TASK TO CARRY OUT:
Present all of the entries below as a single numbered list with no blank lines, and leave the pictures out of your answer.
======== TASK MATERIAL ========
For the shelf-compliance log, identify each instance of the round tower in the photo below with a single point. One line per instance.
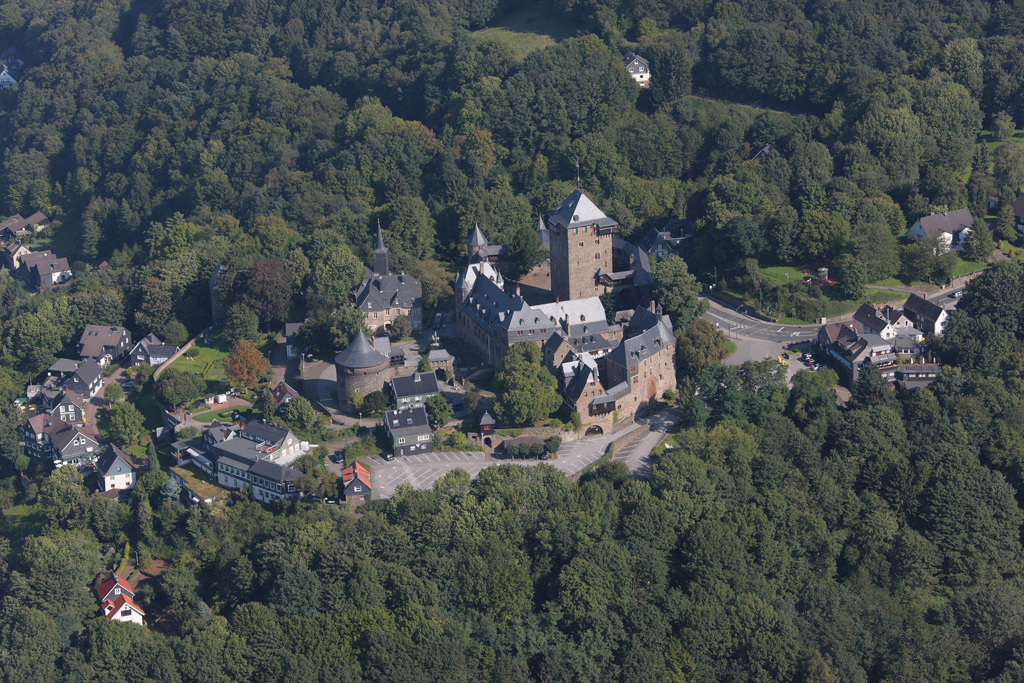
(360, 368)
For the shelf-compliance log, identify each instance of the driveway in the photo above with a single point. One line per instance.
(421, 471)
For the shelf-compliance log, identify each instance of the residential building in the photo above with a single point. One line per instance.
(360, 369)
(57, 442)
(104, 343)
(15, 226)
(65, 404)
(913, 377)
(638, 68)
(951, 227)
(282, 394)
(116, 470)
(13, 253)
(7, 79)
(414, 390)
(291, 343)
(481, 252)
(152, 351)
(382, 297)
(673, 239)
(355, 481)
(409, 431)
(87, 380)
(117, 600)
(273, 439)
(1019, 213)
(927, 316)
(245, 463)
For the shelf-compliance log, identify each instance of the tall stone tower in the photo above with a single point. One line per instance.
(581, 246)
(380, 255)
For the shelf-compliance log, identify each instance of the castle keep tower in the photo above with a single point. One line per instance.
(581, 247)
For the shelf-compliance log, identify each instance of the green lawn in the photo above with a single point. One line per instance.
(964, 267)
(778, 272)
(524, 31)
(224, 415)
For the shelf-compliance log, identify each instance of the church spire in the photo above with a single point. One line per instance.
(380, 254)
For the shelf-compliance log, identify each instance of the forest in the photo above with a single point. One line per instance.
(779, 538)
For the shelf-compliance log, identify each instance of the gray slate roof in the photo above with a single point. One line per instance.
(410, 421)
(577, 210)
(115, 461)
(380, 292)
(360, 353)
(416, 384)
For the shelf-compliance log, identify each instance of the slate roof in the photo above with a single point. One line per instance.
(949, 221)
(644, 344)
(380, 292)
(274, 472)
(476, 238)
(115, 461)
(118, 603)
(61, 433)
(104, 588)
(65, 366)
(577, 210)
(410, 421)
(356, 471)
(921, 307)
(360, 353)
(283, 391)
(630, 56)
(468, 278)
(88, 372)
(416, 384)
(96, 338)
(258, 430)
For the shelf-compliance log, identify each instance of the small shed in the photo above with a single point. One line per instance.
(486, 424)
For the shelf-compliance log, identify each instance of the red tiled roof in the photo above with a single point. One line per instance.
(118, 603)
(109, 584)
(355, 470)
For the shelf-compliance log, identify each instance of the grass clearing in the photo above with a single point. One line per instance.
(524, 31)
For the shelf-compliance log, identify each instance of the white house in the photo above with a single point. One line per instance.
(951, 226)
(118, 601)
(6, 80)
(116, 469)
(638, 68)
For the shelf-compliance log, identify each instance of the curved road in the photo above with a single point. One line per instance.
(736, 324)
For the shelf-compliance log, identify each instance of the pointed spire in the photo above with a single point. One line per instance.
(380, 254)
(477, 239)
(380, 238)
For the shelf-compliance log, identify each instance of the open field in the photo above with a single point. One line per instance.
(525, 31)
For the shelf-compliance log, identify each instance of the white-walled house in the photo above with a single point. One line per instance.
(951, 226)
(638, 68)
(118, 601)
(116, 470)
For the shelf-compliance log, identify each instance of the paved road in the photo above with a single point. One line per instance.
(735, 323)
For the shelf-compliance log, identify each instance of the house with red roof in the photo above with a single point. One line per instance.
(118, 601)
(355, 481)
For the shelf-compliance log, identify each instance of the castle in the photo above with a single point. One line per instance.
(606, 369)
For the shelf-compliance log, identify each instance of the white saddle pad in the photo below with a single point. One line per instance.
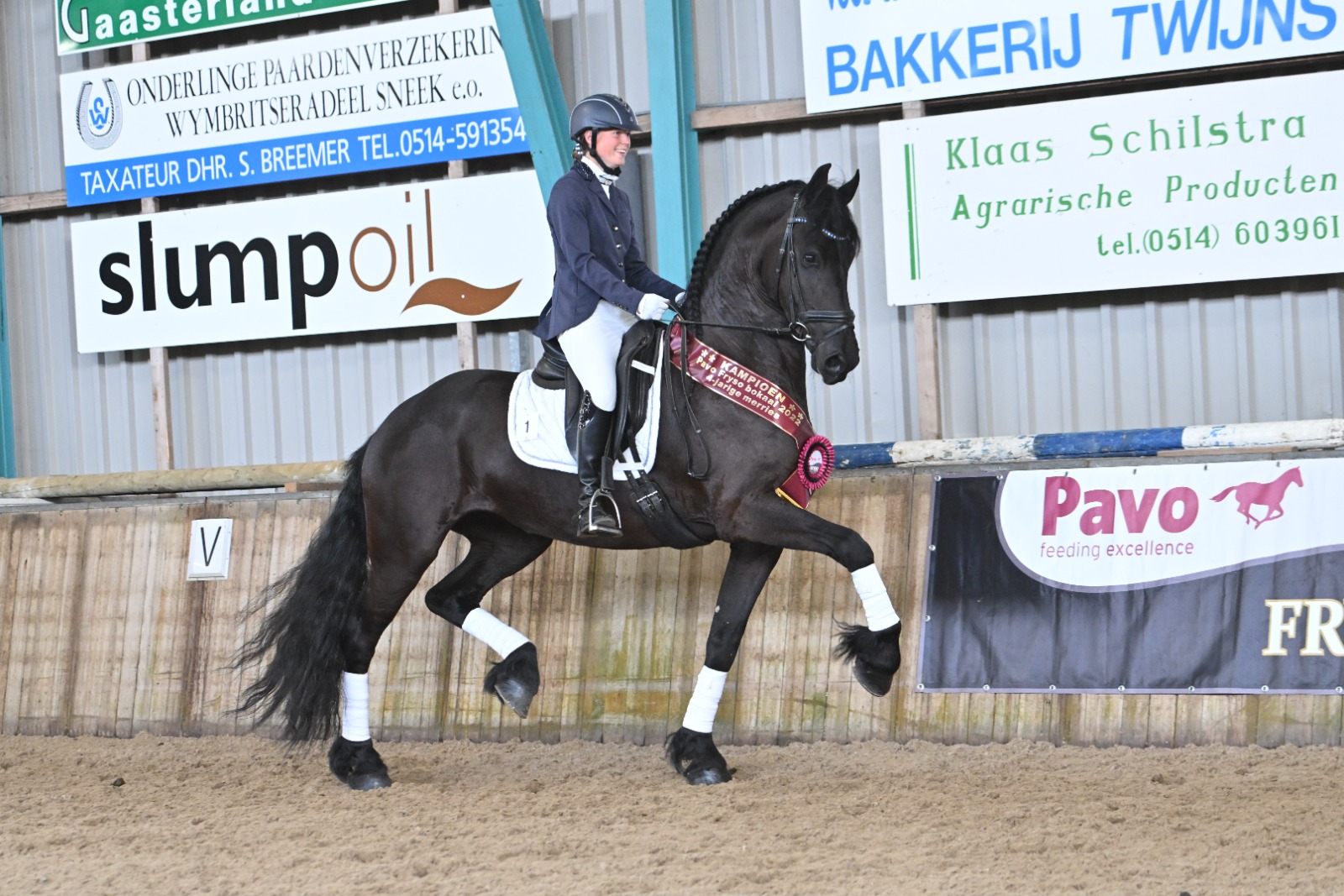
(537, 427)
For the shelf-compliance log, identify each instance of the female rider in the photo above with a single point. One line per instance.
(602, 284)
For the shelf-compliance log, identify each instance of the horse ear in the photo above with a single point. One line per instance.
(848, 190)
(816, 184)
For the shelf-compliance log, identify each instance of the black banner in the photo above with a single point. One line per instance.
(1272, 626)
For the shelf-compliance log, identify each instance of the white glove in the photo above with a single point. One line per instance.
(652, 307)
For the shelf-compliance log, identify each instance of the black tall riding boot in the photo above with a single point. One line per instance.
(597, 508)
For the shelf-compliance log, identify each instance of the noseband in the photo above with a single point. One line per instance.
(799, 316)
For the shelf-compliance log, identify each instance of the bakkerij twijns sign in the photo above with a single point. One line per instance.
(97, 24)
(405, 93)
(1198, 184)
(432, 253)
(871, 53)
(1166, 578)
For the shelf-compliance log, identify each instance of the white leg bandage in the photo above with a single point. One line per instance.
(705, 701)
(877, 605)
(354, 707)
(497, 636)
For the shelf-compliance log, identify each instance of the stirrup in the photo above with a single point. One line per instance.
(591, 526)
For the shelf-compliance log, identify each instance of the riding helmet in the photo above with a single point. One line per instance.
(602, 112)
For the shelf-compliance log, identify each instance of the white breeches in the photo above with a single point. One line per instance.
(591, 348)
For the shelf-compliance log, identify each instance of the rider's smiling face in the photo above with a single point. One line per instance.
(612, 145)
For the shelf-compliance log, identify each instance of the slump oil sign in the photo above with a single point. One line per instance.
(470, 249)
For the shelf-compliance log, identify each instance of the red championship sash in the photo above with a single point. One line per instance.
(743, 387)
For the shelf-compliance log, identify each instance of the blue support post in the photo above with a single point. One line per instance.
(676, 163)
(531, 66)
(7, 459)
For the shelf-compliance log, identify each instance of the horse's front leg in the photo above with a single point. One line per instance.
(873, 649)
(691, 747)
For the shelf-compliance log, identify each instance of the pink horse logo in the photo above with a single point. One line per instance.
(1268, 495)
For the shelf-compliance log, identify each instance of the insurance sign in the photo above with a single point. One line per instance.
(1216, 183)
(436, 253)
(405, 93)
(871, 53)
(97, 24)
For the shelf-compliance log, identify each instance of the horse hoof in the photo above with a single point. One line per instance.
(707, 777)
(874, 680)
(515, 696)
(515, 679)
(358, 765)
(373, 781)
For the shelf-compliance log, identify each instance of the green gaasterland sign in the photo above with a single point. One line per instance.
(96, 24)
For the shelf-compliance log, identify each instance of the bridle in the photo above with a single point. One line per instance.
(799, 320)
(800, 317)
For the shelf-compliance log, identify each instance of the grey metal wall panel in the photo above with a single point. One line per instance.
(1173, 356)
(748, 51)
(600, 47)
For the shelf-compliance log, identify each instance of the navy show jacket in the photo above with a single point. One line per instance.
(596, 253)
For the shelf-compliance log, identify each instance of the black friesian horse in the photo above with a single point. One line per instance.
(769, 280)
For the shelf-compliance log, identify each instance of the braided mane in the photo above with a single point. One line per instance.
(699, 271)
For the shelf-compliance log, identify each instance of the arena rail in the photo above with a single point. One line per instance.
(1236, 437)
(1007, 449)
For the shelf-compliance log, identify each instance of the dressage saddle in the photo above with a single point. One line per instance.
(635, 375)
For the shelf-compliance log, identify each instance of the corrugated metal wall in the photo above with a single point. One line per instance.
(1214, 354)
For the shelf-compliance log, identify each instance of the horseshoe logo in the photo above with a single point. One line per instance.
(98, 123)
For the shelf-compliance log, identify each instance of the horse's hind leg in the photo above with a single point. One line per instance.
(691, 747)
(499, 550)
(396, 566)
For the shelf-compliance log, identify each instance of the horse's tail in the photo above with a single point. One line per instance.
(315, 606)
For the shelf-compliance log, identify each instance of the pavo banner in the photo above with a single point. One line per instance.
(1214, 578)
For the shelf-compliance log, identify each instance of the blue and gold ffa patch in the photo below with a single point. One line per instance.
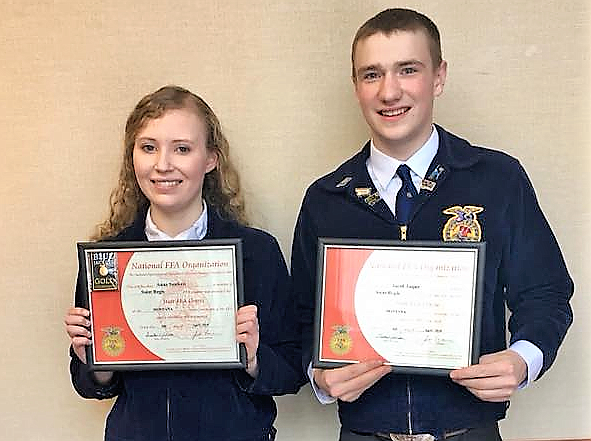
========
CORRECT RESPONSE:
1. For the shelf-compliance log, identify each instance of the round tower in the photo below with a single point. One line per instance.
2. (360, 368)
3. For the shelf-compliance log, identify each instance of the driveway in the photo above with a single point. One line per instance.
4. (421, 471)
5. For the shelf-compliance log, identify each instance of the residential building in the photo above with a single point. One line per instance.
6. (360, 369)
7. (57, 442)
8. (104, 343)
9. (15, 226)
10. (65, 404)
11. (913, 377)
12. (638, 68)
13. (951, 227)
14. (282, 394)
15. (116, 470)
16. (13, 253)
17. (7, 79)
18. (414, 390)
19. (291, 343)
20. (481, 252)
21. (152, 351)
22. (382, 297)
23. (673, 239)
24. (355, 481)
25. (409, 431)
26. (87, 380)
27. (117, 600)
28. (273, 439)
29. (1019, 213)
30. (927, 316)
31. (245, 463)
32. For the shelf-compliance log, identify each instance of the tall stone tower in the photo above with a single point. One line per instance.
33. (581, 246)
34. (380, 255)
35. For the shelf-compliance log, identify each instance of the castle keep tower in the photo above with a single point. One line per instance.
36. (581, 247)
37. For the shelf-compliance log, identify each instance of the green lawn in the photo above with a single point. One line per instance.
38. (964, 267)
39. (778, 272)
40. (524, 31)
41. (224, 415)
42. For the shelf-compliance log, identify each instance of the church spire in the photo above with a single point. One line per instance.
43. (380, 254)
44. For the shelf-compliance log, identify each instance of the forest in the photo above with a single point. One line per instance.
45. (779, 538)
46. For the shelf-compliance log, identify each instance of the gray slate roof in the photo above with a single point. One line per instance.
47. (410, 421)
48. (577, 210)
49. (115, 461)
50. (380, 292)
51. (360, 353)
52. (416, 384)
53. For the shelf-compliance log, identify each instance of the slate roof in the photo above with a single point. One line per instance.
54. (949, 221)
55. (644, 344)
56. (380, 292)
57. (274, 472)
58. (476, 238)
59. (115, 461)
60. (118, 603)
61. (61, 433)
62. (104, 588)
63. (65, 366)
64. (577, 210)
65. (410, 421)
66. (356, 471)
67. (921, 307)
68. (360, 353)
69. (283, 391)
70. (630, 56)
71. (468, 278)
72. (88, 372)
73. (416, 384)
74. (96, 338)
75. (258, 430)
76. For the shelf-compliance log, identify each instance of the small shed in the photo above with a single point. One line per instance.
77. (486, 424)
78. For the shelf-compliance log, identify each instance of the red tiled roof in the photo above with a single point. One line per instance.
79. (118, 603)
80. (109, 584)
81. (355, 470)
82. For the shelf-compliance log, identify each instance of the grass clearing in the photo above with a single point. One line per instance.
83. (524, 31)
84. For the shelf-compliance log, identify each instance of the white house in the photo above with a single point. One line per instance.
85. (951, 226)
86. (118, 601)
87. (6, 80)
88. (116, 469)
89. (638, 68)
90. For the shelf-compliance log, identify each instance of the curved road in the photo above with a single point. One line per instance.
91. (736, 324)
92. For the shelf-compliance log, identify each instance of the pointed spire in the photo above with a single point. One line per instance.
93. (380, 254)
94. (477, 239)
95. (380, 238)
96. For the shelf-compliance log, identify each instance of the open field in the photo above with a single point. One line per instance.
97. (525, 31)
98. For the shelf-compliance log, identify each instance of the white-walled house in the photo above with a single point. One line per instance.
99. (951, 226)
100. (638, 68)
101. (118, 601)
102. (116, 470)
103. For the shelf-compliance log, identify each instance of the paved road in the photo above with a single point. One line per instance.
104. (735, 323)
105. For the shelf-compliance log, identify each instance of the house with red roof in the photo above with a single point. One line per instance.
106. (118, 601)
107. (355, 481)
108. For the shelf-compliance log, identify each instance of the castle in the photo above with a single point. One line per instance.
109. (606, 369)
110. For the shelf-compliance log, identify each instance of the white saddle pad in the photo below with a single point. One line per instance.
111. (537, 427)
112. For the shelf-compliance log, identify each instance of the female rider in the photo above with a single point. One line per instance.
113. (602, 284)
114. For the shelf-compliance log, identify each instance of the horse ear in the photo above with a single point. One line per instance.
115. (848, 190)
116. (816, 184)
117. For the shelf-compliance log, identify each instance of the black banner in the photo above with a single point. One line per instance.
118. (1272, 626)
119. For the shelf-compliance log, identify each instance of the white glove in the photo above with a single point. One line per instance.
120. (652, 307)
121. For the shelf-compliance log, identify each instance of the black tall riding boot in the photo above with a single point. One line per instance.
122. (597, 508)
123. For the shelf-compliance log, identify each instance of the noseband in the photo above with a single point. One line per instance.
124. (799, 316)
125. For the shelf-compliance log, identify each instance of the bakkerij twijns sign in the photo above with a single point. One line per instance.
126. (97, 24)
127. (405, 93)
128. (1198, 184)
129. (432, 253)
130. (871, 53)
131. (1166, 578)
132. For the shelf-compliance log, identify each instance of the white leg bandage in the photo above with a single point. One line per instance.
133. (705, 701)
134. (877, 605)
135. (354, 707)
136. (497, 636)
137. For the shelf-compliance log, identify each instance of the stirrup in the photo above with a single point. One line per instance.
138. (591, 526)
139. For the shelf-compliance log, identify each instance of the riding helmet in the photo above with a single point. One line per instance.
140. (602, 112)
141. For the shelf-compliance log, identify each instance of the white breeches in the photo above with a single point. One line per instance.
142. (591, 348)
143. For the shelf-compliance log, identify each instance of the rider's smiling face in the photo above with a single point. One line per instance.
144. (612, 145)
145. For the shelf-compliance log, identify each instance of the slump oil sign in the photo above with a single point. One line per instance.
146. (470, 249)
147. For the shelf-compliance log, identify each instance of the red championship sash in the photo above with a single point. One line per instance.
148. (743, 387)
149. For the shelf-compliance log, identify each instance of the blue support post in the photo above with a single point. One line per instance.
150. (676, 163)
151. (531, 66)
152. (7, 459)
153. For the shelf-compliance log, identify each instance of the horse's front leg in the photo above with a single point. One line per instance.
154. (873, 649)
155. (691, 747)
156. For the shelf-compliance log, identify each instance of the pink horse logo in the photo above with a single point. One line per instance.
157. (1268, 495)
158. For the shelf-compliance log, identify each instance of the insurance sign in the photo above with a single point. One line per instance.
159. (1216, 183)
160. (436, 253)
161. (405, 93)
162. (871, 53)
163. (97, 24)
164. For the shelf-compliance log, identify each instance of the horse hoof in the photo above with a single point. One line per instance.
165. (707, 777)
166. (874, 680)
167. (515, 696)
168. (515, 679)
169. (358, 765)
170. (373, 781)
171. For the shelf-compliance log, identify each instance of the green gaasterland sign in the photo above with a single point. One line per instance.
172. (96, 24)
173. For the shelf-compliance log, identify each instance of the bridle in the photo above with a single point. One line per instance.
174. (799, 320)
175. (800, 317)
176. For the shelf-compliance log, identify each instance of the grey metal wall panel in the photo above with a single point. One line per instance.
177. (1173, 356)
178. (748, 51)
179. (600, 47)
180. For the shelf-compliance log, identify each instance of the navy show jacket in the photo above with a single point. One line per instance.
181. (596, 253)
182. For the shelf-compliance log, identify each instance of the black friesian horse in the photo above with a single point. One line per instance.
183. (769, 280)
184. For the shelf-compliance log, identify each instance of the braided mane in the photo above with a single point. One line per instance.
185. (699, 271)
186. For the shelf-compliance log, identify each instance of the arena rail in the photo above with a single point. One line per instance.
187. (1236, 437)
188. (1007, 449)
189. For the shelf-compliance log, identify each instance of the dressage saddle in the photo above with a single point. One line per instance.
190. (635, 375)
191. For the shelf-compliance log, identify each instance of the corrugated metal wall in the photo above with a single point. One line per instance.
192. (1214, 354)
193. For the shelf-compliance log, identify each instance of the horseshoe logo in the photo above with a single point. One line per instance.
194. (98, 123)
195. For the shelf-compliance log, identify each instance of the horse's hind leg in the photo above with a single point. One line per instance.
196. (691, 747)
197. (499, 550)
198. (396, 566)
199. For the shelf-compliance log, identify each instance of the horse's tail in the photo above with a single point. One line per instance.
200. (315, 606)
201. For the shelf-compliance log, identify each instance of the pavo banner in the photo above with a single point. One line per instance.
202. (1214, 578)
203. For the shelf-compliance log, identify each instance of the blue and gold ffa patch in the photo below with a single point. One line per instance.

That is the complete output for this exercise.